+++ Extrait du document

Par Carsten Brzeski, Chief Economist chez ING
C’est lors d’une rencontre virtuelle ce 18 mai entre Berlin et Paris que plus de précisions sur les intentions franco-allemandes quant à la relance en Europe après la crise du Covid 19 ont été dévoilées. L’instrument principal sera un fond de 500 milliards d’euros qui a quelques caractéristiques redistributives susceptibles de rassurer un peu les marchés. Le Conseil Européen des 18 et 19 juin devra statuer sur cette proposition : il ne reste que quelques semaines au tandem franco-allemand pour convaincre, et éviter que son projet ne passe à la même trappe que la proposition espagnole d’avril.
La proposition franco-allemande présentée ce 18 juin est une étape importante vers un Fonds de relance de l'UE. D'un point de vue économique, le plat principal de la proposition est un fonds de relance de 500 milliards d'euros. Ce fonds est censé être temporaire, financé par l'UE au moyen d'emprunts sur les marchés par la Commission Européenne et fera partie du prochain budget pluriannuel (CFP) de l'UE (2021-2027). Le financement devrait être concentré en début de période afin d'apporter un soutien suffisant à un stade avancé. Il y aura un plan de remboursement obligatoire réparti sur plusieurs budgets de l'UE. Le fonds fournira une impulsion budgétaire directe sous forme de subventions et les fonds iront aux secteurs et aux régions de l'UE les plus touchés par la crise. Ces mesures s'ajoutent à l'enveloppe de 540 milliards d'euros déjà annoncée et conçue par l'Eurogroupe. Nous avons déjà fait valoir que si la crise est symétrique, la reprise sera probablement asymétrique. C'est pourquoi un fonds spécifique à la phase de reprise est actuellement à l'étude par les responsables politiques.

++++++

(Tâches à réaliser)
a: Dans le texte sur le fonds de relance européen, quel est le montant de l'enveloppe déjà annoncée et conçue par l'Eurogroupe ?
b: Reprenez le texte sur le fonds de relance européen à la suite de sa dernière phrase et poursuivez-le.

+++ Données

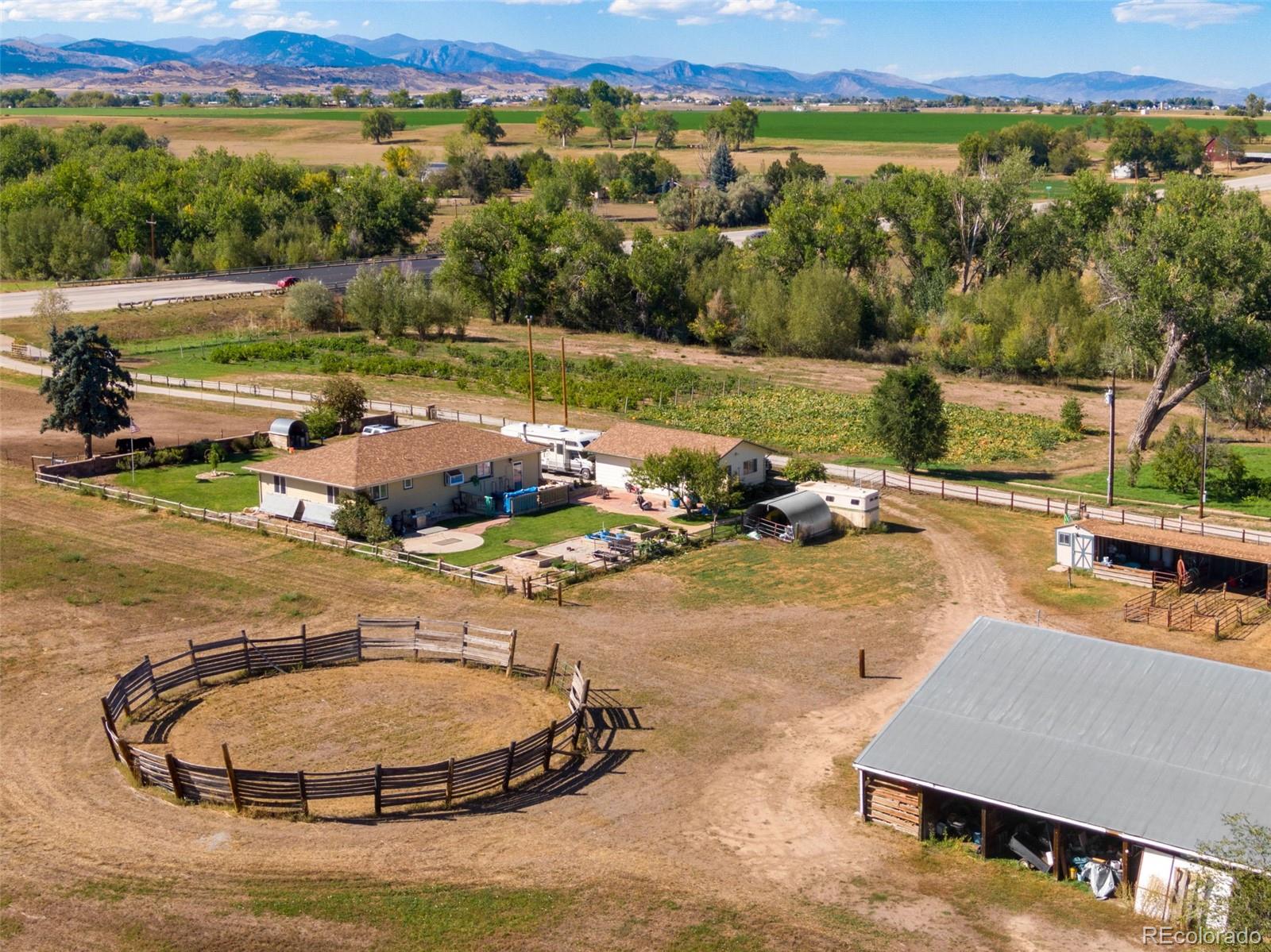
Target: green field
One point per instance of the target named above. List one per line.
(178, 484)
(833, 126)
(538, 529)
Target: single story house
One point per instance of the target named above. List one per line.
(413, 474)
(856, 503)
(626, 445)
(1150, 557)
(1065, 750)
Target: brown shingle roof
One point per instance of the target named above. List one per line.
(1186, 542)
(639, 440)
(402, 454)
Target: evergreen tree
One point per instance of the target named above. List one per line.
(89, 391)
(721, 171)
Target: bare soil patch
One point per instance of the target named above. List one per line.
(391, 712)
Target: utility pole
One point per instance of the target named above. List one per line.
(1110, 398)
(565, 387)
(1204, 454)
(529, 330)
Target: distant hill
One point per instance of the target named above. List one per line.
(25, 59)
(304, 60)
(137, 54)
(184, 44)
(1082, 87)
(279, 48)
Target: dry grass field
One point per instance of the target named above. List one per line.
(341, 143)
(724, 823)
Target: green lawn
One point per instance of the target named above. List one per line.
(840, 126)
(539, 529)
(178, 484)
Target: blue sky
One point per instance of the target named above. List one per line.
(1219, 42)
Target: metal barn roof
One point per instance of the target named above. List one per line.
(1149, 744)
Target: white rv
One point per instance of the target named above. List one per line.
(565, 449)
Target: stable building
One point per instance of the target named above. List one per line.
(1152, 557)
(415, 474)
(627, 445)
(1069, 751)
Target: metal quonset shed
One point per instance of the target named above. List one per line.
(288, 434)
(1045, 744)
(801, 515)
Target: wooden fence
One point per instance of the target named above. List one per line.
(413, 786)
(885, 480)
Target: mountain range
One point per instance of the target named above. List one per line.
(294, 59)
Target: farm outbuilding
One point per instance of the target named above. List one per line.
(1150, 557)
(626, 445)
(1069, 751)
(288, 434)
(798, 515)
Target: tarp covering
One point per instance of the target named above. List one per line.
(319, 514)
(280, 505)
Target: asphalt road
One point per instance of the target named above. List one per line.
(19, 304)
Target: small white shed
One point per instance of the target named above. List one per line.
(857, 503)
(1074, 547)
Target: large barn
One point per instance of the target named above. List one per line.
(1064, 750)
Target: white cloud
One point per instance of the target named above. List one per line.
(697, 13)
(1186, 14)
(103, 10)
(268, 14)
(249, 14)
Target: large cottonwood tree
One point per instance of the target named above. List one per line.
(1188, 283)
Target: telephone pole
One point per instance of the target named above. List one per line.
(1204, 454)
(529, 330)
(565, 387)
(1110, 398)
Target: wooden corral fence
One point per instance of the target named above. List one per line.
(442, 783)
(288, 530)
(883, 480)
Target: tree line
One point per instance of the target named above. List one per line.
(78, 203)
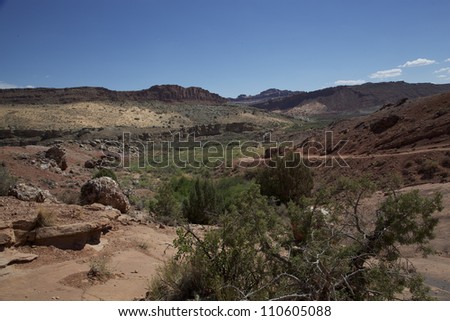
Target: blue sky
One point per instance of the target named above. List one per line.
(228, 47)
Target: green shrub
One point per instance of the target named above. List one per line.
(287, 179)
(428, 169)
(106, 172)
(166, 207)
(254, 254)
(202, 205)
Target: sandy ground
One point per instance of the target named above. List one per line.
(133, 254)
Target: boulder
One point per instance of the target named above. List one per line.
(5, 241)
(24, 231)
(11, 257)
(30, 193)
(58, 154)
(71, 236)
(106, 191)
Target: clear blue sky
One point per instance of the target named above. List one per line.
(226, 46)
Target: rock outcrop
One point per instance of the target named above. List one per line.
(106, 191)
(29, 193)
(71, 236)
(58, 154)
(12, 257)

++++++

(Résultats par tâche)
a: 540 milliards d'euros.

b:
Les partisans du partage des charges entre pays aimeront l'idée mais n'apprécieront sans doute pas la taille (jugée trop petite) du fonds et s'inquiéteront du moment de son déblocage, car le CFP ne doit commencer qu'en 2021. Les opposants au partage des charges n'apprécieront pas l'émission commune de dette, le fait que la relance se fasse par le biais de subventions et non de prêts et s'inquiéteront d'un précédent malgré la nature temporaire du fonds.
Par conséquent, il reste encore beaucoup de chemin à parcourir avant que le fonds de relance ne voit potentiellement le jour. La balle est actuellement dans le camp de la Commission européenne, qui travaille sur une proposition pour le fonds. Cette proposition est attendue pour le 27 mai. On peut s'attendre à ce que cece pèse lourd dans les préparatifs de la Commission. Mais on s'attend à ce que certains pays désapprouvent la proposition, qui doit faire l'objet d'une décision unanime des États membres. Il est donc préférable de prendre cette proposition comme point de départ, et non comme fin des discussions.
Les écarts entre les rendements à 10 ans italiens et allemands ont considérablement diminué depuis l'annonce. Mais en fin de compte, c'est l'Europe. Il n'y a donc aucune raison de se réjouir avant d'avoir passé des nuits blanches, d'avoir modifié les propositions et d'avoir trouvé des compromis au mois de juin. Néanmoins, la proposition rapproche le Fonds de relance et, à une époque où une reprise asymétrique semble probable et où le rôle éventuel de la BCE dans une phase de reprise est incertain, on peut comprendre que la proposition franco-allemande soit reçue positivement par les marchés.